En el Estado español, las batallas políticas en torno a la violencia que culminaron en 1989 con la reforma del Código Penal heredado del franquismo, se saldaron con un repliegue del movimiento feminista, que asumió la ley como horizonte último de la política. A esto se sumó una intensa intervención institucional llevada a cabo por el PSOE y dirigida a supeditar la acción de los grupos de mujeres, fundamentalmente a través del sistema de subvenciones[11], a la iniciativa estatal, más interesada en la legitimidad política y la gestión de lo social que, cómo no, en la transformación y la reinvención de la acción de los movimientos y de la ciudadanía en su conjunto. Sobre este transfondo, la enunciación de la violencia ha pasado progresivamente a formularse como «un problema de estado».

 

El efecto de esta descompensación en la capacidad deseante del feminismo durante los 90 propició que los derechos (humanos) de las mujeres se conformaran en el imaginario colectivo como un catálogo más o menos acabado y, en este sentido, consumado o consumable cuya consecución se hacía depender exclusivamente del curso irrevocable de la teleología democrática. A un lado quedó lo inaferrable de las actuaciones excesivas del cuerpo contra-puesto, así como la crítica al carácter necesariamente constrictivo de toda segmentación, de toda regulación, siempre acechada por su momento no normativo, por los estallidos inauditos e ingobernables desde los que se que apuntarían nuevamente los límites y la caducidad de las legislaciones existentes.

━━━━━━━━━━

== Descripción del ejercicio ==
Reproduce tal cual el pasaje del texto sobre el feminismo y la violencia en el Estado español que va entre «El efecto de» y «las legislaciones existentes.», ambos incluidos.

== Registros de un conjunto de datos ==
━━━━━━━━━━

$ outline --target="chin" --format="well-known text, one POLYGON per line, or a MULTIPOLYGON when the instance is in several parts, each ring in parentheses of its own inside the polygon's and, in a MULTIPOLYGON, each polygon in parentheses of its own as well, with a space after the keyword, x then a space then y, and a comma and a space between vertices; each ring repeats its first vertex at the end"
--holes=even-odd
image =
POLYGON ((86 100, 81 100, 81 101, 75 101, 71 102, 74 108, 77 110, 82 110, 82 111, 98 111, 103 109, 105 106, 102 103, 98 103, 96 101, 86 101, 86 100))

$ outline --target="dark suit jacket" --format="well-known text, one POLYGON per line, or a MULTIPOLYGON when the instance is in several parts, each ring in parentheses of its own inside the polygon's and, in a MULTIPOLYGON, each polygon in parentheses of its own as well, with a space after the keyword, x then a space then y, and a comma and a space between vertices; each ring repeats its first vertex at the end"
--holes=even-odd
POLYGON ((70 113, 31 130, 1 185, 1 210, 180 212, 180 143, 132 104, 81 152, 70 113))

━━━━━━━━━━

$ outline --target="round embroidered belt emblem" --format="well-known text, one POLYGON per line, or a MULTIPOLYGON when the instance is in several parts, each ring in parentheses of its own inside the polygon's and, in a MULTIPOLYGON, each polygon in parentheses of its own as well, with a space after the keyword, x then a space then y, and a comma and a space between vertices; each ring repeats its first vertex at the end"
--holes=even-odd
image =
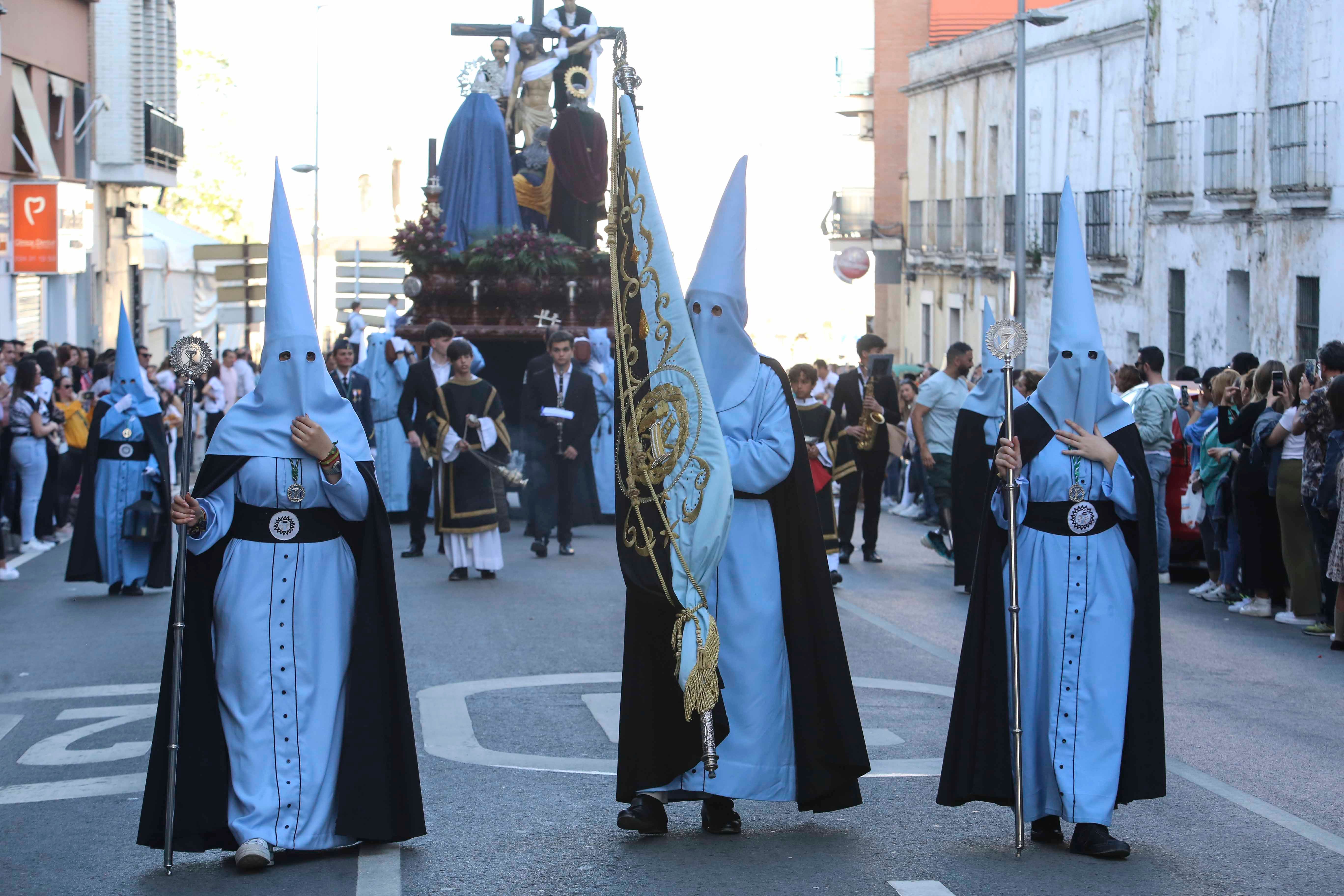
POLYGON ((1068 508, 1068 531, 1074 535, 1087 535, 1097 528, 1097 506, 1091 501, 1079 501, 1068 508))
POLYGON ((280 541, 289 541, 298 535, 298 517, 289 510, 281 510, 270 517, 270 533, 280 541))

━━━━━━━━━━

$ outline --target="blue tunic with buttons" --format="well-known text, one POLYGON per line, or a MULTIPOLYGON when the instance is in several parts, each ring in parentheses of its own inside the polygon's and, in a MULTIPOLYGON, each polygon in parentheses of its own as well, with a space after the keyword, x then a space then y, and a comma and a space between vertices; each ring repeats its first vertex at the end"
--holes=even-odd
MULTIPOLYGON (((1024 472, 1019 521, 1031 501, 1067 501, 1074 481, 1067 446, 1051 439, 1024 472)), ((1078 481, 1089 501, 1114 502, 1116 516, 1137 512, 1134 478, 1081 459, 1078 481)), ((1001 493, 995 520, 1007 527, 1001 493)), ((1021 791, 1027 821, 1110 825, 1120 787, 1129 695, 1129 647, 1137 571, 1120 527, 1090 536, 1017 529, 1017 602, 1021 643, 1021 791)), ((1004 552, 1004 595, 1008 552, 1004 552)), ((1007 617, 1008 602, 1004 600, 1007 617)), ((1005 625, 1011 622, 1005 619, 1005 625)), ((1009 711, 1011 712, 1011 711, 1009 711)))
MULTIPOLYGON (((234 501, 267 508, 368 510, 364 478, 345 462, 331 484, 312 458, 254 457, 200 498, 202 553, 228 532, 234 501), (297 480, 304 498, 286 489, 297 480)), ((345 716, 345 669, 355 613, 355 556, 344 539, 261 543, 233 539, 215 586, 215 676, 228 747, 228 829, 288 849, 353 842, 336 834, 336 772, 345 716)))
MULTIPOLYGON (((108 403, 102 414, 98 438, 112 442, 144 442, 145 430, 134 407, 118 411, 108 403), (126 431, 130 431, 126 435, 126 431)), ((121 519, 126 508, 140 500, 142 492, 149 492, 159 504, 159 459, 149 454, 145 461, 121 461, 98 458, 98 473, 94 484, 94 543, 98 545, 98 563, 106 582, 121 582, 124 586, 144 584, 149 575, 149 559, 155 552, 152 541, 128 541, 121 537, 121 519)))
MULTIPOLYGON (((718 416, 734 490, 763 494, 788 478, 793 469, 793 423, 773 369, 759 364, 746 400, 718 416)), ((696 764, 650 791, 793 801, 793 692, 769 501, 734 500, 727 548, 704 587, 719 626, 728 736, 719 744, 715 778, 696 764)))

━━━━━━━━━━

== Solución del problema ==
El efecto de esta descompensación en la capacidad deseante del feminismo durante los 90 propició que los derechos (humanos) de las mujeres se conformaran en el imaginario colectivo como un catálogo más o menos acabado y, en este sentido, consumado o consumable cuya consecución se hacía depender exclusivamente del curso irrevocable de la teleología democrática. A un lado quedó lo inaferrable de las actuaciones excesivas del cuerpo contra-puesto, así como la crítica al carácter necesariamente constrictivo de toda segmentación, de toda regulación, siempre acechada por su momento no normativo, por los estallidos inauditos e ingobernables desde los que se que apuntarían nuevamente los límites y la caducidad de las legislaciones existentes.